Cuántas veces
escuchaste este diálogo de mala película doblada. En cuántos lugares. De cuántos
labios.
- ¿Te vas?
- Si, me voy a pescar.
- ¿A estas horas? No sé qué misterio tiene para tí eso
de la pesca.
- Yo tampoco. Nos vemos.
- ...(mohín de disgusto)
No hay nada
peor que cotillear en el face las fotos de los amigos remotos, de los amores
lejanos y llevarte el bofetón de la natural decadencia, las calvas, las
canas, las ojeras permanentes, las gorduras, la belleza perdida que ya no
encuentras y casi no recuerdas, tampoco en tí mismo. Resacoso, me bajo de la
cama, caigo por el suelo y me voy arrastrando a cuatro patas hasta el baño.
Lleno la bañera con el agua a punto de ebullición, echo una bomba de fresa, un
chorrón de aceite de menta y me meto dentro a ver si se me disuelve el engrudo
mental, las telarañas que me han crecido bajo los ojos y la tristeza inmensa de
la mañana. Suena en el Spoti la voz
de Germán: el azul del mar inunda mis
ojos,/ el aroma de las flores me envuelve,/ contra las rocas se estrellan mis
enojos/ y así toda esperanza me devuelve. / Malos tiempos para la lírica. Casi
todos los amigos adolescentes que pescaban entonces, que compartían conmigo
madrugones y ríos, ya no pescan.

━━━━━━━━━━

**Tareas del ejercicio:**
1. Actualiza todo lo que va desde "- Si, me voy" hasta "hasta el baño." en el texto sobre la pesca y pon "golpe" en lugar de "bofetón".
2. Escribe la continuación del texto sobre la pesca a partir de su última frase.
Los registros proceden de una fuente distinta a la del texto.

━━━━━━━━━━

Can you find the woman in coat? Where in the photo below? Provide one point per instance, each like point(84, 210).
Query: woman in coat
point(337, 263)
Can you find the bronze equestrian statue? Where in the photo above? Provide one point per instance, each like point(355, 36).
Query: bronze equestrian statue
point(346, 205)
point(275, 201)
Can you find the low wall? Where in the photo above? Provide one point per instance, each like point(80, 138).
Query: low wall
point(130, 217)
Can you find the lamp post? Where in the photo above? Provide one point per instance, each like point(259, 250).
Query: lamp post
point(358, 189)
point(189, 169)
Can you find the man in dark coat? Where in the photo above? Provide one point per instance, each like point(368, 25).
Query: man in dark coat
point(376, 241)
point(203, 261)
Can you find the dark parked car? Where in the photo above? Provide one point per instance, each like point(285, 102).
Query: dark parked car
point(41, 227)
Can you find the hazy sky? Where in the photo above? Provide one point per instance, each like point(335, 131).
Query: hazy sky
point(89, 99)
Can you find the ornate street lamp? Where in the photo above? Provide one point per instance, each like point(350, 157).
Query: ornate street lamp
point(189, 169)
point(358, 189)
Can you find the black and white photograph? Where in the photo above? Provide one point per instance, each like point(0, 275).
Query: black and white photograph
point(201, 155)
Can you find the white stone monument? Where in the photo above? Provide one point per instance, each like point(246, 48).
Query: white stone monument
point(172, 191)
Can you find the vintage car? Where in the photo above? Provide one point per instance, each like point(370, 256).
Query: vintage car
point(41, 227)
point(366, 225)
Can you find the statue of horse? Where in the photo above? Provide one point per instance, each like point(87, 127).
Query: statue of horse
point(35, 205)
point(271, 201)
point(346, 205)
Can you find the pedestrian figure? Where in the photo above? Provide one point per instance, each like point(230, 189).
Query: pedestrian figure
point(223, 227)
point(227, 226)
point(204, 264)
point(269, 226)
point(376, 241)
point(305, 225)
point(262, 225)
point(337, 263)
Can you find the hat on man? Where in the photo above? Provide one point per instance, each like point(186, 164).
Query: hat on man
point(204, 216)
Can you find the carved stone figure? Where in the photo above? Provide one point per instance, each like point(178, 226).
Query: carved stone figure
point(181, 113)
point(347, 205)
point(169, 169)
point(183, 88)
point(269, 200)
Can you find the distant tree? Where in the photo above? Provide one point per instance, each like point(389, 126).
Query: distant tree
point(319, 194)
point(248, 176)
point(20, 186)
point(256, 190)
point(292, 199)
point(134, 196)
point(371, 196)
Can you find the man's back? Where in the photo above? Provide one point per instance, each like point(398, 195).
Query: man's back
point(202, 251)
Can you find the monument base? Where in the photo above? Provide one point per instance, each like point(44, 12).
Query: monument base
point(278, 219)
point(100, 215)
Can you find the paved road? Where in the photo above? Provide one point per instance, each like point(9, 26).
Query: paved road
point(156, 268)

━━━━━━━━━━

**Respuestas por tarea:**
1.
- Si, me voy a pescar.
- ¿A estas horas? No sé qué misterio tiene para tí eso
de la pesca.
- Yo tampoco. Nos vemos.
- ...(mohín de disgusto)
No hay nada
peor que cotillear en el face las fotos de los amigos remotos, de los amores
lejanos y llevarte el golpe de la natural decadencia, las calvas, las
canas, las ojeras permanentes, las gorduras, la belleza perdida que ya no
encuentras y casi no recuerdas, tampoco en tí mismo. Resacoso, me bajo de la
cama, caigo por el suelo y me voy arrastrando a cuatro patas hasta el baño.

2.
Mientras todo
se va deshaciendo menos esta resacosa tristeza, recuerdo como si fuera ayer esta música
sonando por primera vez y tu desperezándote a las once de la mañana y alargando
la mano para buscar un cigarrillo que te quite el sabor amargo de una noche de
excesos. Entonces todos fumabais menos yo, pero me gustaba, que cosas, el sabor
a tabaco en tu boca de fresa.
Trasteaba en tu cocina con la cafetera vieja, exprimía el zumo de dos
kilos de mandarinas e intentaba resucitar las sobras de bacalao al pil pil que
te había guisado antes de ayer, el día que nos habíamos conocido en el sentido
bíblico, por primera vez, tras haber compartido algunas noches de licores y
achuchones en el Elígeme. Desayunamos el pilpil reconstruido, el café bien
cargado y los dos grandes vasos de zumo de mandarina y descubrimos que aquel era
el mejor desayuno contra cualquier resaca. Te estaba explicando despacio los
pasos tan sencillos que tiene hacer emulsionar la gelatina del bacalao con el
aceite templado cuando comenzaste a tararear “malos tiempos” y a reírte y a
besarme los labios brillantes de aceite y ajos fritos.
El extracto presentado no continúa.